======== Extracted data
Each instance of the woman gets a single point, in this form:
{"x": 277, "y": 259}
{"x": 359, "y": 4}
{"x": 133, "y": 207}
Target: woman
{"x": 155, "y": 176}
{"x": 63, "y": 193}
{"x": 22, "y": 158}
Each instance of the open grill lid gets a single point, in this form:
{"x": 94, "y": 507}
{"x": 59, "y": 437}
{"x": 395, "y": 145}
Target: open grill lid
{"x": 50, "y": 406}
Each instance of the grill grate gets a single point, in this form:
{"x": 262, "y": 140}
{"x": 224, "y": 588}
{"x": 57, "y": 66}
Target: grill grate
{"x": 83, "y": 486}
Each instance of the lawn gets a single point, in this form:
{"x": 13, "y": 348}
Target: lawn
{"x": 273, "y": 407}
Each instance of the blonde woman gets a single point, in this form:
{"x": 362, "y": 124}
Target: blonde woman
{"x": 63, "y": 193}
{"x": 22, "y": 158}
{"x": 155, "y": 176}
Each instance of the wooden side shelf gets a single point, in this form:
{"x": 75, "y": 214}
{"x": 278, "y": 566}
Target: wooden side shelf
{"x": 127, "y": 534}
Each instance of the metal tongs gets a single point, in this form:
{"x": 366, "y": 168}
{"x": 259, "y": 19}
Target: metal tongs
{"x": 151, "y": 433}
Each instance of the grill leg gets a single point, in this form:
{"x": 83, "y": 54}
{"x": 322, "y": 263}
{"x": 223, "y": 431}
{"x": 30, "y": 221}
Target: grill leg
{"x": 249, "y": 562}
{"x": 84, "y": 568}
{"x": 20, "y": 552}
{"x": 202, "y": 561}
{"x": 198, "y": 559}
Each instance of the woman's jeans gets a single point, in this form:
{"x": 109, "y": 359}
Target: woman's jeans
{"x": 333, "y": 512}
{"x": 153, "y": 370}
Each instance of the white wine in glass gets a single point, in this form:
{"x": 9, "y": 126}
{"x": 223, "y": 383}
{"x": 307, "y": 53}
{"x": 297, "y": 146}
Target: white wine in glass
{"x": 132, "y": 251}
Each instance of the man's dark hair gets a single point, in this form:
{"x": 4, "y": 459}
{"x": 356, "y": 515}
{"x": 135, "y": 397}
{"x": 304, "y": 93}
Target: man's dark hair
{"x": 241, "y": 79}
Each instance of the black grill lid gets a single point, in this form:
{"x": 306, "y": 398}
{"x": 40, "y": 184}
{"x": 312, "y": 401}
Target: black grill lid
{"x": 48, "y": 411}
================
§ What is expected: Copy out, word for word, the lines of the listing above, starting with the line containing "Each instance of the woman's" and going on through the end of the listing.

§ Result of this exercise:
Each instance of the woman's jeans gets a single point, in this form:
{"x": 109, "y": 359}
Target: woman's jeans
{"x": 333, "y": 512}
{"x": 153, "y": 370}
Each instance of the white wine in glass gets a single point, in this form:
{"x": 9, "y": 126}
{"x": 223, "y": 383}
{"x": 307, "y": 53}
{"x": 297, "y": 146}
Target: white wine in glass
{"x": 132, "y": 251}
Each instance of the man's dark hair gets a single point, in this form:
{"x": 4, "y": 459}
{"x": 356, "y": 515}
{"x": 135, "y": 397}
{"x": 304, "y": 93}
Target: man's dark hair
{"x": 241, "y": 79}
Each instance of the black grill lid gets a single point, in this form:
{"x": 306, "y": 398}
{"x": 40, "y": 184}
{"x": 312, "y": 401}
Target: black grill lid
{"x": 48, "y": 411}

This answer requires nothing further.